--- Data extract ---

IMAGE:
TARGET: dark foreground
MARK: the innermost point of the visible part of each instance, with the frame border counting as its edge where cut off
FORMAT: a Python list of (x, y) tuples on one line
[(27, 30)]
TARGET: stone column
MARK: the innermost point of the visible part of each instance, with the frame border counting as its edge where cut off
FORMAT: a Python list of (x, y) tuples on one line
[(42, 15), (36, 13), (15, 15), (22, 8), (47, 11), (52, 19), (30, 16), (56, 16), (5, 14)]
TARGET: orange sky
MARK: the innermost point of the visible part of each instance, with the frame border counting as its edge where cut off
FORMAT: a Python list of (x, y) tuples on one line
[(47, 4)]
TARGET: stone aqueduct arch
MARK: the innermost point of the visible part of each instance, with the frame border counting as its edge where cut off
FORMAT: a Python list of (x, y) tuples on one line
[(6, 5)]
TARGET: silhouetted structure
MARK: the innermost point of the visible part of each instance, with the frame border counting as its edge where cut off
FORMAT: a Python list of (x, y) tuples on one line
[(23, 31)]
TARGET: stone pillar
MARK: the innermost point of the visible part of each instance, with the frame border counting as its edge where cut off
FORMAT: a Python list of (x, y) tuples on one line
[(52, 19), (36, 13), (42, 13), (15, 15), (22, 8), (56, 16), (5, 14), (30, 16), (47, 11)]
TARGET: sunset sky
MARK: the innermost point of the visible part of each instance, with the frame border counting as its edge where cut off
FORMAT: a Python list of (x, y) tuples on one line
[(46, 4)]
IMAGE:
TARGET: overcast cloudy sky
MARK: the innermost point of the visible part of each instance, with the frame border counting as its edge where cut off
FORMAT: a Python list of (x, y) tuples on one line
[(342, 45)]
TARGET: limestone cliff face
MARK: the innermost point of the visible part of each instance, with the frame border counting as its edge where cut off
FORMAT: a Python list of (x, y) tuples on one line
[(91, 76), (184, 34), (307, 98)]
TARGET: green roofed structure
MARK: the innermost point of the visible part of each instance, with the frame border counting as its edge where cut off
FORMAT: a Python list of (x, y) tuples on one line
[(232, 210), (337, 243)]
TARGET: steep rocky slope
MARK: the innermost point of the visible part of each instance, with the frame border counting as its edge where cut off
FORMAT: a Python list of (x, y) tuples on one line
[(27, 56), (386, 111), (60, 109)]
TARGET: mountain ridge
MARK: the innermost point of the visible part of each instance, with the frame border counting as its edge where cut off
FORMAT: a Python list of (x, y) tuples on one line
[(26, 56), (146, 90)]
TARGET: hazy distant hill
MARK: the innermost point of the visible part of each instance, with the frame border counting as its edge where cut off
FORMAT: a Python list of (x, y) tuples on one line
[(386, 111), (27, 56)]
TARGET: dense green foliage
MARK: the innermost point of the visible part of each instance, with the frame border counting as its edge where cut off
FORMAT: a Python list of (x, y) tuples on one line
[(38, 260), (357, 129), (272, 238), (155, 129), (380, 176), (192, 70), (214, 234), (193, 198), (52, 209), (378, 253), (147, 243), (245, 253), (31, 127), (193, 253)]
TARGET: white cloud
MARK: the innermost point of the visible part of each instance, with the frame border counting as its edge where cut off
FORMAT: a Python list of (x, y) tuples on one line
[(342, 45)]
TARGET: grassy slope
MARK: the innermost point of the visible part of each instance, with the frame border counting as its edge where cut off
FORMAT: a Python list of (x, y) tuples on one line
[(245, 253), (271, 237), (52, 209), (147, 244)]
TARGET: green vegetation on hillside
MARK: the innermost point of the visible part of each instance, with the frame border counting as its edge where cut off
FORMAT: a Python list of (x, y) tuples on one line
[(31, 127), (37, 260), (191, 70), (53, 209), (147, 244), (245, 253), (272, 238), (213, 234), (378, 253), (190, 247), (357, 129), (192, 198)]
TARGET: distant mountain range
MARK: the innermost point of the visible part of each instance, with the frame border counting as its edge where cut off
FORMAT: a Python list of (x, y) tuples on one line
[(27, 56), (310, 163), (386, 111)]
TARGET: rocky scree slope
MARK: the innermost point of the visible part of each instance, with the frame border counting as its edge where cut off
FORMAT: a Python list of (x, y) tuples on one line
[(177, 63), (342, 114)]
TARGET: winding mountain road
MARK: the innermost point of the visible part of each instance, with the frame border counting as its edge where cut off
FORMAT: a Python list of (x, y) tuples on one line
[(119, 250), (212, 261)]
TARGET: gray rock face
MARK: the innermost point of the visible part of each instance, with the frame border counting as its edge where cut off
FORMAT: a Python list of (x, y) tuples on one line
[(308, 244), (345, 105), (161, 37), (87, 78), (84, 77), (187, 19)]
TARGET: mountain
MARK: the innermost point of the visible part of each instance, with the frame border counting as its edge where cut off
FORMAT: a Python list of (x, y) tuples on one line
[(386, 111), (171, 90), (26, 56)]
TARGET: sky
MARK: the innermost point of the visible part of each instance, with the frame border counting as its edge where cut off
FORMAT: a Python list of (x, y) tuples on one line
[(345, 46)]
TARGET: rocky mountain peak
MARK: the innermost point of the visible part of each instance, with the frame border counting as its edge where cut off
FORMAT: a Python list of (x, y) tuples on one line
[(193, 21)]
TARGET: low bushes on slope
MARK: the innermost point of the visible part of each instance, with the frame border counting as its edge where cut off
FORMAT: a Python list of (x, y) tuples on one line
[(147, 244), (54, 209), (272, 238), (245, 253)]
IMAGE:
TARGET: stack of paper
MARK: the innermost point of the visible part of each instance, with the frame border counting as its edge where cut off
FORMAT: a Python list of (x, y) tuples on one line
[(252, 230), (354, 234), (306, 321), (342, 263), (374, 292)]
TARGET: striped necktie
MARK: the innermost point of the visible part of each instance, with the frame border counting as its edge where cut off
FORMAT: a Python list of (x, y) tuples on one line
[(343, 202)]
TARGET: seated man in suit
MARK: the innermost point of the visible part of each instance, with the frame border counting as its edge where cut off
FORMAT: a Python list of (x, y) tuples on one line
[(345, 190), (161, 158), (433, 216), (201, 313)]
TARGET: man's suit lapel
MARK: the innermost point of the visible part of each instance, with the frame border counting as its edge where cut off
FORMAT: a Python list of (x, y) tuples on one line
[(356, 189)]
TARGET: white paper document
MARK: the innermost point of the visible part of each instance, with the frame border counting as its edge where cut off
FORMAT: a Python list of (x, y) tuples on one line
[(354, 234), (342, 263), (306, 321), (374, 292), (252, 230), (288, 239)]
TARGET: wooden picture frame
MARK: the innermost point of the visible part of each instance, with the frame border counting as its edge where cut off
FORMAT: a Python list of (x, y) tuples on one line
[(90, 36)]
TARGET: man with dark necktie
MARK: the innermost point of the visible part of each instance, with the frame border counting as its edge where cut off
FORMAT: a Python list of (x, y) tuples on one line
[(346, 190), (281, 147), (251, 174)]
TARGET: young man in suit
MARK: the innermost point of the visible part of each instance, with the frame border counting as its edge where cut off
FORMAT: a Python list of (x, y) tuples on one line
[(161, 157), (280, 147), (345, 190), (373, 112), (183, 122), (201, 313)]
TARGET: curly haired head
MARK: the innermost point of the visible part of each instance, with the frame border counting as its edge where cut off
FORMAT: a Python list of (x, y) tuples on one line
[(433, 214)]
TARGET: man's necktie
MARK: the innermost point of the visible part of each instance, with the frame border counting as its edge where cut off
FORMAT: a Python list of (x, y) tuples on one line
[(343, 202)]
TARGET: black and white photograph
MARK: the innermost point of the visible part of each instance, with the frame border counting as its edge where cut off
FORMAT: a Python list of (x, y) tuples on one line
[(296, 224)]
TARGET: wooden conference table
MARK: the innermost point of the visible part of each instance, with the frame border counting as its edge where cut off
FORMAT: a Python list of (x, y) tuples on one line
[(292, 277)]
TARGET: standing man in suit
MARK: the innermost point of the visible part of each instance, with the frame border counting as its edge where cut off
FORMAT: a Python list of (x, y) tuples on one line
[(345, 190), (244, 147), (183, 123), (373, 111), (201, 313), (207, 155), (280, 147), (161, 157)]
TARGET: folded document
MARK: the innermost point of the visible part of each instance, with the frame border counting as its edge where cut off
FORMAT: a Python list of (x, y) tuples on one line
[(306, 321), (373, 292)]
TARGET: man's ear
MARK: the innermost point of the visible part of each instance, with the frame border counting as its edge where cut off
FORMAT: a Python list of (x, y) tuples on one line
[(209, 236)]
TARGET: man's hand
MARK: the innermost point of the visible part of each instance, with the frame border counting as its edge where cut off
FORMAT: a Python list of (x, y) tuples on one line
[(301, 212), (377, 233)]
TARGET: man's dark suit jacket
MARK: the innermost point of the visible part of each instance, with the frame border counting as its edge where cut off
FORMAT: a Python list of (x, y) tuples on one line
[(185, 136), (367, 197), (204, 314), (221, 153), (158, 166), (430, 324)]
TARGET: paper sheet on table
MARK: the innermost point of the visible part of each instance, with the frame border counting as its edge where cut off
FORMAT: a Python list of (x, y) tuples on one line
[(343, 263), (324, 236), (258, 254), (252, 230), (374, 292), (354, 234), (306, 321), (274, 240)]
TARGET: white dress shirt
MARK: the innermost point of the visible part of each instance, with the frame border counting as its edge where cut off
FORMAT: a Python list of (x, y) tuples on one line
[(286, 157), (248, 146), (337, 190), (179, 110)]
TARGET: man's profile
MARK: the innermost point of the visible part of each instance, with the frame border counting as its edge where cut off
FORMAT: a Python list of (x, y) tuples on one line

---

_Work to do_:
Can you quote, character for character, the material from the line containing "TARGET: man's hand" through the final line, with both of those lines included?

_The answer_:
TARGET: man's hand
MARK: the innermost point of the visible part of each instance, with the frame border counting as its edge where cut off
FORMAT: a Python list of (x, y) tuples on one line
[(301, 212), (377, 233)]
TARGET: man's dark suit jacket
MARK: the innermost point of the visible part of each instance, with the frame border counting as its edge where cut off
FORMAT: a Python list of (x, y) tuples on one line
[(185, 136), (367, 197), (204, 314), (221, 153), (158, 166), (430, 324)]
TARGET: paper sheet on table
MARK: the innermost point of the visible part of each instance, with the frame border counting as its edge where cut off
FORMAT: a Python list of (x, y) tuples on one line
[(343, 263), (324, 236), (258, 254), (252, 230), (374, 292), (354, 234), (306, 321), (274, 240)]
TARGET: white dress shirt
MARK: the innermost point of the visible part of each instance, with the frame border counting as its edge where cut off
FORMAT: a Python list of (x, y) tuples on one line
[(286, 157), (248, 146), (337, 190), (179, 110)]
TARGET: man's profile
MARK: the innermost point of the visible part of each instance, with the frame border counting as its edge where cut off
FORMAT: a Python list of (x, y) tuples on one line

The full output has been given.